Resume the article on economic dispatch and congestion costs in regional power grids below, picking up right after its final sentence.

§ Text excerpt:

_ _ _

Regional transmission organizations (RTOs) or independent system operators (ISOs) dominate the major power grids of North America, with the notable exceptions of the Southeast and Pacific Northwest. The Federal Energy Regulatory Commission (FERC) has been a strong advocate of RTOs as a way of opening access to the power grids and improving system reliability. The power grid obviously requires active, hands-on management to ensure system reliability, but even that has not been sufficient to prevent major outages. New rules put in place following the last major blackout put more teeth into reliability.
The purpose of this article is not to criticize system reliability but to highlight the more pervasive challenge today and for the future: Controlling the cost impact of decisions by grid operators on energy market participants. Here, as elsewhere, the law of unintended consequences is alive and well, as procedures put in place to avoid outages at almost any cost have the consequence of raising the overall cost of operations through rapidly rising congestion costs.
Consider a few examples.
Economic dispatch generally means choosing the lowest operating cost electricity generation supplies to meet electricity demand. For example, assume a 1,000-MW electricity demand in an hour, with five generating units to choose from. Units 1, 2, 3, and 4 are each 250 MW and cost $20/MWh to operate. Unit 5 also is 250 MW, but costs $30/MWh to operate. Using an economic dispatch approach to resource allocation would give preference to the least-cost unit sufficient to satisfy the requirement. Thus, in this example, economic dispatch would result in the decision to operate units 1-4 to meet the 1,000-MW load, leaving the more expensive unit 5 offline.
To make this economic selection of resources, grid operators need to have a transmission system capable of delivering the power from units 1 through 4 to the load. Continuing with our previous example, assume that the generation and load are connected via transmission according to the following:
With this arrangement, and all lines in service, the system can allow each of generators 1, 2, 3, and 4 to run full out to meet the 1,000-MW load. An operating reserve requirement equal to the largest single generator contingency (i.e., the possible low of one of the 250-MW generators) is covered with the 250-MW spinning reserve unit. Generator 5, which is more expensive to operate, is not needed and can be shut down. This dispatch pattern can be considered to be a security constrained economic dispatch (SCED), since the system is designed to survive the loss of the largest single generator through the provision of spinning reserves with the 250-MW spin generator.

_ _ _

§ Information supplied:

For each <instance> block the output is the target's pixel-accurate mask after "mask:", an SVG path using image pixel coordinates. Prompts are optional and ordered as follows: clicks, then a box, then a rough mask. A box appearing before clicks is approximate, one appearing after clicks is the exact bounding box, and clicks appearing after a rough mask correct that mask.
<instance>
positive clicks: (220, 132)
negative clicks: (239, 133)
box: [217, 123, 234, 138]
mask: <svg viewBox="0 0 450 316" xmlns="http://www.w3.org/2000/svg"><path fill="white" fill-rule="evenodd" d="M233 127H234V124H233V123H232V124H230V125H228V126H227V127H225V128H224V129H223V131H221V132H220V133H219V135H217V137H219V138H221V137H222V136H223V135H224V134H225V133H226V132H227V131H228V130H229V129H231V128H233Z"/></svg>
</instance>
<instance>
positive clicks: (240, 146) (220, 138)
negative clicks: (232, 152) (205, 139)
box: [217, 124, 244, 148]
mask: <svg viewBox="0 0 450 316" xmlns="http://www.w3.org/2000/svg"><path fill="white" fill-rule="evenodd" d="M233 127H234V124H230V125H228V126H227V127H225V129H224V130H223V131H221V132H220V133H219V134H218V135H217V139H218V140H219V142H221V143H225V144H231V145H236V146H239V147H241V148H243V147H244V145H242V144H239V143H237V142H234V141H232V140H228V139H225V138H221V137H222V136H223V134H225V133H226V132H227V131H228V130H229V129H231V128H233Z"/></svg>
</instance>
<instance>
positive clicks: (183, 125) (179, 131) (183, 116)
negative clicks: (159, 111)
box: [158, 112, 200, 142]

_ _ _

§ Response area:
System operators also consider whether the loss of a transmission line might cause a problem. If the loss of any of the operating generators 1 through 4 would cause the system to become unstable, causing cascading blackouts (within less than a minute of the outage), something must be done in advance of the outage to ensure the system would not become unstable should the outage occur. For this example, we will assume that such an unstable condition would not result from any outage contingency.
Even without a system-stability concern, system operators still consider whether the loss of a transmission line might cause a problem (e.g., a thermal overload of remaining transmission lines). As can be seen from this example, with both generators 1 and 2 operating at full capacity to serve the load, there appears to be adequate transmission to move the 500 MW of power from these two units to the load, since 800 MW of thermal capacity is on the cut path between the two busses. Of course, the system operator will want to run a load flow to assure that no single line gets overloaded. Assume we have run that load flow and verified that none of the 5 transmission lines overload.
Next, assume we want to check the loading on the lines if the 280-MW line 1 trips off. As can be seen, even without line 1, there still is 520 MW of thermal capacity on the cutplane between the two busses. However, if we run the load flow, we might discover that the loading on the lines does not distribute according to the capacity of the lines. We might find that the 20-MW line 5 in fact loads to 25 MW. This exceeds its thermal limit.
Is this a problem that would prohibit us from performing the economic dispatch of running generators 1 through 4 to meet the load on this hour? Recall that while we are studying the possibility that the 280-MW line 1 trips off, we have no indication that such a trip will occur. In fact, historic data suggests that in all probability, the 280-MW line 1will not trip.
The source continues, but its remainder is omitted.